### Instrucción escrita 1
Desplaza en 35 cada número de las coordenadas de las cajas que dan las respuestas, sin tocar las coordenadas de muestra, y reproduce completas todas las filas de datos desde la fila que contiene "detect every tree." hasta la que contiene "435,202 -> 467,239", ambas incluidas.

----- Fragmento de texto -----

Israel, la catástrofe
La noche de las elecciones legislativas israelíes me acosté, como todo el mundo, con la certeza de que Simón Peres había logrado la victoria; al día siguiente me enteré de la apurada victoria de Benjamín Netanyahu. Fue un despertar brutal y doloroso, no sólo porque la derecha había derrotado a la izquierda: cosas así ocurren en todas partes sin que tengan mayor consecuencia, y hace muchísimo tiempo que me he curado de la idea de que la izquierda representa,. frente a los poseedores, al partido de la humanidad. Mi decepción y mi tristeza no eran sólo de carácter político. Tenía la sensación de estar viviendo una catástrofe espiritual.Sensación confirmada unas horas más tarde al escuchar Radio Shalom. Se trataba de un programa interactivo: los oyentes estaban invitados a expresarse, a preguntar y, si lo deseaban, a reprender a los periodistas de la emisora. Algo que hicieron en masa para transmitir su alegría, para reprochar a la prensa francesa y a las emisoras judías su parcialidad y para afirmar que no habían sido unas elecciones reñidas, porque, afirmaban uno tras otro, si se contaba el voto judío (y el voto judío es el único que cuenta en un Estado judío), a los dos candidatos les separaban casi 10 puntos. Y no hace falta decir, aunque si se dice mejor que mejor, que algunos oyentes sacaron como conclusión que, de haber ganado, Simón Peres habría sido elegido por los árabes, es decir, un primer ministro legal, pero en modo alguno legítimo.

-----

### Instrucción escrita 2
Prosigue el artículo sobre las elecciones israelíes a partir del punto en que se detiene.

----- Filas mostradas -----

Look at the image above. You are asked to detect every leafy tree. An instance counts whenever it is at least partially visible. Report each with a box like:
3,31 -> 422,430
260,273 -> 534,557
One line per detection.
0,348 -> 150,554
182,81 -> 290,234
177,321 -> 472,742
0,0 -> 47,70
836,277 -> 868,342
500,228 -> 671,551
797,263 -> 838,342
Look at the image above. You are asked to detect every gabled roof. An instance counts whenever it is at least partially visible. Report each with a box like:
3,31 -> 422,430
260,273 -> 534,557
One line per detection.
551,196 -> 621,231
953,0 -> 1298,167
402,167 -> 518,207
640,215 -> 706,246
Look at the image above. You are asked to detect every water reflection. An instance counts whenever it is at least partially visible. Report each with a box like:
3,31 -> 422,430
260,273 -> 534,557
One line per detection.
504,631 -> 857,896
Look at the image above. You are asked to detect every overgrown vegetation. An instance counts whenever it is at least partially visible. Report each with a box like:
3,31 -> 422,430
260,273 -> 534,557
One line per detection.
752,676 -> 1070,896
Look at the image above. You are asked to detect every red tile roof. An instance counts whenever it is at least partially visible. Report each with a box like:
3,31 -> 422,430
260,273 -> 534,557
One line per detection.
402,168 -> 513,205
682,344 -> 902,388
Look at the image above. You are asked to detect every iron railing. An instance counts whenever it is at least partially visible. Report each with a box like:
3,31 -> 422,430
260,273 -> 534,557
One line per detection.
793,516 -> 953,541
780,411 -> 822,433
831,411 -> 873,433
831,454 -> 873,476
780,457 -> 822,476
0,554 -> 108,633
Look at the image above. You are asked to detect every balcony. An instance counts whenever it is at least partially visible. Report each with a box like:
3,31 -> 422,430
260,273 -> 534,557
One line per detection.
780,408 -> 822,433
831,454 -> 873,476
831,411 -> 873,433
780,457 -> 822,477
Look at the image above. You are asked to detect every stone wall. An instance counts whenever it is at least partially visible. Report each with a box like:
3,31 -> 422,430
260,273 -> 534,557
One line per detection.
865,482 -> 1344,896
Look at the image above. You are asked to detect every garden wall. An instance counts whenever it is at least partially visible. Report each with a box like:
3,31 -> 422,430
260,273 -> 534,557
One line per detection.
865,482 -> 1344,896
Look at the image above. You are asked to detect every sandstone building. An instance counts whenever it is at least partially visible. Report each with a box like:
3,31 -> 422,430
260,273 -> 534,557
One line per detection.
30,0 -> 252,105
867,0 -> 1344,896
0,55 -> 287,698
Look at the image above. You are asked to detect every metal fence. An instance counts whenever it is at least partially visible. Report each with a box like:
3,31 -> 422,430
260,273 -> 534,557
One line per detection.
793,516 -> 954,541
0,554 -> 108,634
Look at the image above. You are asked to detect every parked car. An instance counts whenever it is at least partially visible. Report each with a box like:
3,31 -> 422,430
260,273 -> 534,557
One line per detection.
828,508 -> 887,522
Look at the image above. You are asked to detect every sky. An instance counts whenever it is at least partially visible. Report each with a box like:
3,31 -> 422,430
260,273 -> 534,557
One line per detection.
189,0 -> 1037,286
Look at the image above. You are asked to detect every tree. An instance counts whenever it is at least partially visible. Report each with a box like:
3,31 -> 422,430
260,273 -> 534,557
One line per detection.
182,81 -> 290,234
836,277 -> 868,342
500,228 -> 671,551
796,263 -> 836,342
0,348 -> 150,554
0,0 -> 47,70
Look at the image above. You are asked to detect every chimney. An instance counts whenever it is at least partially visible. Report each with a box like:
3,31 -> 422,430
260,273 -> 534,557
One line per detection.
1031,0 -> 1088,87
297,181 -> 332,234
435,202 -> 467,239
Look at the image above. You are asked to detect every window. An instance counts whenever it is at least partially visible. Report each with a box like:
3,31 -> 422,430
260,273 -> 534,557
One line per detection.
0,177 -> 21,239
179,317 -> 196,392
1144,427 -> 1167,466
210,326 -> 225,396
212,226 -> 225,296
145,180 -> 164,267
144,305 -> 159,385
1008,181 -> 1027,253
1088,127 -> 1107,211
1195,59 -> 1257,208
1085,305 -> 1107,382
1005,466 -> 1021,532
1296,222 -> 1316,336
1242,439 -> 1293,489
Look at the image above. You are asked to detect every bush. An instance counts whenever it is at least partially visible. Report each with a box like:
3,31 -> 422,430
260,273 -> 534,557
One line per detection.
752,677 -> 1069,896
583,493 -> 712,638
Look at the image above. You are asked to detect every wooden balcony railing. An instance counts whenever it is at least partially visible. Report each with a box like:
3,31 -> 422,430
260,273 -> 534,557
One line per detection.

-----

### Respuesta escrita 1
Look at the image above. You are asked to detect every tree. An instance counts whenever it is at least partially visible. Report each with a box like:
3,31 -> 422,430
260,273 -> 534,557
One line per detection.
217,116 -> 325,269
871,312 -> 903,377
535,263 -> 706,586
831,298 -> 871,377
35,383 -> 185,589
35,35 -> 82,105
Look at the image above. You are asked to detect every chimney. An instance counts whenever it is at least partially visible. Report each with a box like:
3,31 -> 422,430
260,273 -> 534,557
One line per detection.
1066,35 -> 1123,122
332,216 -> 367,269
470,237 -> 502,274

### Respuesta escrita 2
Por decirlo de forma más cruda todavía, hoy hay fascistas judíos en Israel, pero también en EE UU y en Francia, fascistas que, como el presidente del Likud en Francia, con motivo de una recepción celebrada en Aquaboulevard en honor de uno de los jefes de la extrema derecha israelí, echan mano del extenso repertorio antisemita de los años treinta para describir el rostro de Yasir Aráfat. Unos fascistas que acuden a la manifestación celebrada en la plaza del Trocadero, tras los atentados de Hamás en Jerusalén y en Tel-Aviv, con una pancarta donde puede leerse: "Proceso de paz = Auschwitz", y que vociferan su odio hacia los otros judíos presentes en la explanada donde fueron proclamados los derechos humanos. Y fueron ellos los que mostraron su alegría y saborearon su revancha cuando se conocieron los resultados de las elecciones en Israel. De- ahí que podamos hablar de catástrofe espiritual.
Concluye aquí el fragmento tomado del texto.